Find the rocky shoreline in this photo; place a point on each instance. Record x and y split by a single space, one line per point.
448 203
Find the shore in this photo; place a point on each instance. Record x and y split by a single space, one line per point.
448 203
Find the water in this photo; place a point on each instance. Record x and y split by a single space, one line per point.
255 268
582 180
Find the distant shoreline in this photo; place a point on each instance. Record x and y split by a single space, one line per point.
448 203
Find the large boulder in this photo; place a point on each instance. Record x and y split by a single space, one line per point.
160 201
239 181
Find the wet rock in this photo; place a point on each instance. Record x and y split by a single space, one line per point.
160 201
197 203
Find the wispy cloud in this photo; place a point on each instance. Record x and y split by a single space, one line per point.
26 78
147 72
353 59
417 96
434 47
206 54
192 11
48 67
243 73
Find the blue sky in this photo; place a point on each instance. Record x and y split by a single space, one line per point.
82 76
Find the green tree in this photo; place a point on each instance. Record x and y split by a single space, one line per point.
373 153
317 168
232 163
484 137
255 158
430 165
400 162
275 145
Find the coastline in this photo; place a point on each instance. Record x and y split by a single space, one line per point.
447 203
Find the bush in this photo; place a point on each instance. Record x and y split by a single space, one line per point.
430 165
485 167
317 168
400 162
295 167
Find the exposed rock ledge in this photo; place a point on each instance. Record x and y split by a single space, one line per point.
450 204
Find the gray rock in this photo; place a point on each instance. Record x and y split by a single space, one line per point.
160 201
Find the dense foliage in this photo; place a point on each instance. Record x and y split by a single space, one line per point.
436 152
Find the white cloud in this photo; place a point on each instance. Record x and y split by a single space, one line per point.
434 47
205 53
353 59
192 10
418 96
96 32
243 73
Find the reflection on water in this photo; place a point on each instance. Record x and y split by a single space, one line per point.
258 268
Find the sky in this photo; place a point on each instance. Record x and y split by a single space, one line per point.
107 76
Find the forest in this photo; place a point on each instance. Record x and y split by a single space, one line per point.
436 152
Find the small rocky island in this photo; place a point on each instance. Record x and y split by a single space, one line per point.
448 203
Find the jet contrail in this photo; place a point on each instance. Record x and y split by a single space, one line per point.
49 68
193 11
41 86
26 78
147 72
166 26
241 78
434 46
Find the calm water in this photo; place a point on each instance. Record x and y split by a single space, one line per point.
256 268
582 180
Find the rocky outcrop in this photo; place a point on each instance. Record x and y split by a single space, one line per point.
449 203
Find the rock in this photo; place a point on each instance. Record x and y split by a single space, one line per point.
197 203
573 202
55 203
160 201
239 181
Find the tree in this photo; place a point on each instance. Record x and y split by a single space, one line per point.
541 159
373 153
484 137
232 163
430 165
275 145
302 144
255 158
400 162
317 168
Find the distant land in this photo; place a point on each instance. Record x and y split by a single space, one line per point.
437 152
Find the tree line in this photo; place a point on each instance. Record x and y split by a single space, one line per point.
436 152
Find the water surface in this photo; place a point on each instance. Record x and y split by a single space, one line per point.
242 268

SET PROBLEM -
From the data above, extract every line in its exact form.

CORRECT RESULT -
Find the rocky shoreline in this photo; place a point on each instance. Record x and y split by a single space, one line per point.
448 203
Find the shore in this photo; place a point on each instance. Record x and y split by a single space, one line per point.
448 203
Find the water in this photo; place a point on each instance. Record x and y split by a single space, one line per point.
255 268
582 180
Find the distant shoreline in this photo; place a point on each instance. Record x and y split by a single space, one line per point.
448 203
Find the large boulder in this photo; place a point on each instance. Record x and y split by a single space, one line per point.
160 201
239 181
Find the wet rock in this photo; place a point on each instance. Record x and y split by a single space, one line per point.
160 201
197 203
Find the wispy cloud in this photo; place a point on each instance. Record x and y split by a single space, one line per point.
26 78
147 72
353 59
417 96
434 47
206 54
192 11
48 67
243 73
Find the blue sky in this photo; place a point on each instance. Record x and y split by a single space, one line per point.
82 76
Find the green tree in this photo; place a point on each instance. Record x and y split by a single space, one line per point.
373 153
317 168
232 163
484 137
255 158
430 165
400 162
275 145
Find the coastline in this photo; place a point on each instance. Record x and y split by a single space, one line per point.
447 203
Find the bush in this photo; place a point on each instance. Record x and y split by a single space, one line per point.
430 165
485 167
317 168
400 162
295 167
Find the exposed rock ledge in this photo; place a point on each instance. Record x and y split by a single space, one line per point.
450 204
Find the gray rock in this photo; place a point on each instance. Record x and y split by a single space, one line per point.
160 201
Find the dense foliage in this photo; place a point on each instance. Record x and y split by a single space, one line per point.
436 152
Find the white cloud in this photo; place a point on each instance. Record x and y split by a single space, one line per point.
434 47
205 53
353 59
192 10
418 96
96 32
243 73
Find the reflection on water in this photo; place a point on each instance. Record x and y split by a single space, one line per point.
258 268
Find the sky in this photo; place a point on each instance. Record x and y split by a single space, one line per point.
107 76
Find the forest in this photo; place a point on each instance. Record x and y split by a single space, one line per point.
436 152
Find the small rocky island in this photo; place a point on each instance. Record x and y split by a single space, one line per point.
448 203
Find the jet contrail in this photo; place a point on each instance. Record x and y split by a single space, one line per point.
49 68
193 11
41 86
26 78
147 72
166 26
241 78
434 46
Find the calm water in this photo; place a point on each instance. Record x and y split by a single space, one line per point.
256 268
582 180
Find the rocky outcrop in this photo; place a point on each instance. Record x and y split by a single space, one line per point.
449 203
Find the rock in this photo; place a point on each instance. Record x and y split by a single space, one line per point.
197 203
573 202
55 203
160 201
239 181
Find the tree in this photo; place a point on each instance. Record x and y split by a single space, one line per point.
541 159
373 153
484 137
232 163
430 165
275 145
302 144
255 158
400 162
317 168
Find the distant land in this photo; place a point on each instance. Record x and y split by a single space, one line per point.
437 152
Find the tree line in this photo; place a point on each instance. Record x and y split by a single space, one line per point.
436 152
Find the water surface in this photo; place a point on each instance. Record x and y split by a single space, one line per point.
242 268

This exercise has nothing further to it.